* begin *

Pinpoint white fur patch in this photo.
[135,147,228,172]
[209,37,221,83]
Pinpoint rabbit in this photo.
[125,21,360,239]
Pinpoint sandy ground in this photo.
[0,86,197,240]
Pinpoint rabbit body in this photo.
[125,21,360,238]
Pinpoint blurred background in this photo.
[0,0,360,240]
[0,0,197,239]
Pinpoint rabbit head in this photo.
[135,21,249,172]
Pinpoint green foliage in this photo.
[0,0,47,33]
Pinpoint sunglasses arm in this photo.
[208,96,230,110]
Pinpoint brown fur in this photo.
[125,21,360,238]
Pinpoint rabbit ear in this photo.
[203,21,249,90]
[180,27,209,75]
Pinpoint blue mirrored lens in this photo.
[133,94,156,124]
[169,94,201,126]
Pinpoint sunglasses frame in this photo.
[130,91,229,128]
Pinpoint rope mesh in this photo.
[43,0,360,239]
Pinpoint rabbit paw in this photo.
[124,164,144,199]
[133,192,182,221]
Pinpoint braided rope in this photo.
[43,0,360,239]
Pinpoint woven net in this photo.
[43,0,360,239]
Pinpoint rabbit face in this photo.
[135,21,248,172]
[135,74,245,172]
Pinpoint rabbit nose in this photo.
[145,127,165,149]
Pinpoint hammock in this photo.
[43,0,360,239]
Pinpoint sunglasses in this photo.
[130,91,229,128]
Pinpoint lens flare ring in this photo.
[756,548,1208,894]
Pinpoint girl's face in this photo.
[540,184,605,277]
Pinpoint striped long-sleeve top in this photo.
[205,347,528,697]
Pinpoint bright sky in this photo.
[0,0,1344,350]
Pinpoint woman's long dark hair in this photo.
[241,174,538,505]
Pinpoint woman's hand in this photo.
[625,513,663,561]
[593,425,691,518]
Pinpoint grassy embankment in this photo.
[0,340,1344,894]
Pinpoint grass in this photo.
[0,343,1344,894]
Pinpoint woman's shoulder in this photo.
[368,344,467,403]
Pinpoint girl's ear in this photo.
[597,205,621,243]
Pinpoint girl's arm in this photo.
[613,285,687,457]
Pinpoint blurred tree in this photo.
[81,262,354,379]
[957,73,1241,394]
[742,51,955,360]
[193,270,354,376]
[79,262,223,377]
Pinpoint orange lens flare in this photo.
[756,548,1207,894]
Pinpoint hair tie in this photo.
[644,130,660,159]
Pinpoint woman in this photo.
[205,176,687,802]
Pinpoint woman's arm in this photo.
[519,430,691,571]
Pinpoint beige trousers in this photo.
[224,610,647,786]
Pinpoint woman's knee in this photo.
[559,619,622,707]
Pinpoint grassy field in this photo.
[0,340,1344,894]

* end *

Please give all of the lines above again, replacing "Pinpoint" with "Locate" wherever it occurs and leaving everything else unchanged.

## SOLUTION BELOW
Locate white fur patch in this photo.
[135,147,228,172]
[209,37,221,83]
Locate rabbit in this photo.
[125,21,360,239]
Locate sandy ground in this photo.
[0,86,197,240]
Locate rabbit body in this photo.
[125,21,360,238]
Locate blurred background in this photo.
[0,0,360,240]
[0,0,197,239]
Locate rabbit head in this photo.
[135,21,249,172]
Locate green foliage in this photo.
[0,0,47,33]
Locate sunglasses arm in this photo.
[208,96,230,110]
Locate brown fur in this photo.
[125,21,360,238]
Locate rabbit ear in this photo.
[203,21,249,90]
[180,27,209,75]
Locate blue mirrored lens in this photo.
[133,94,156,124]
[169,94,201,126]
Locate sunglasses frame in this photo.
[130,91,229,128]
Locate rope mesh in this photo.
[43,0,360,239]
Locate rabbit paw in this photo.
[124,164,144,199]
[133,192,182,221]
Locate braided rope in this photo.
[43,0,360,239]
Locate woven net in this photo.
[43,0,360,239]
Locate rabbit face in this photo.
[135,21,248,172]
[135,74,245,172]
Locate rabbit nose in this photo.
[145,127,165,149]
Locate hammock in this photo.
[43,0,360,239]
Locate sunglasses in this photo.
[130,91,229,128]
Locate lens flare ring in this photo.
[756,548,1208,894]
Locate girl's face in this photo.
[540,184,605,277]
Locate striped long-sleeve top in this photo.
[205,347,528,697]
Locate bright sky in this photo.
[0,0,1344,350]
Locate woman's long dark hair in this photo.
[241,174,538,505]
Locate woman's hand in this photo.
[625,513,663,561]
[593,425,691,518]
Locate grassy embankment in this photo.
[0,340,1344,894]
Locate grass in this photo.
[0,343,1344,894]
Locate woman's shoulder in this photo.
[368,344,467,403]
Locate girl's ear in this photo.
[597,205,621,243]
Locate girl's arm in this photo.
[613,285,687,457]
Locate blurred tree in this photo.
[81,262,354,379]
[957,73,1241,394]
[742,51,955,360]
[193,270,354,376]
[79,262,223,377]
Locate orange lens flare in this photo.
[756,548,1207,894]
Locate hair tie in this photo.
[644,130,660,159]
Locate woman in this photo.
[205,176,687,802]
Locate woman's arm in this photo.
[519,430,691,571]
Locate beige trousers in this photo.
[224,610,647,786]
Locate woman's knee in this photo.
[559,619,622,707]
Locate grassy field in this photo.
[0,340,1344,894]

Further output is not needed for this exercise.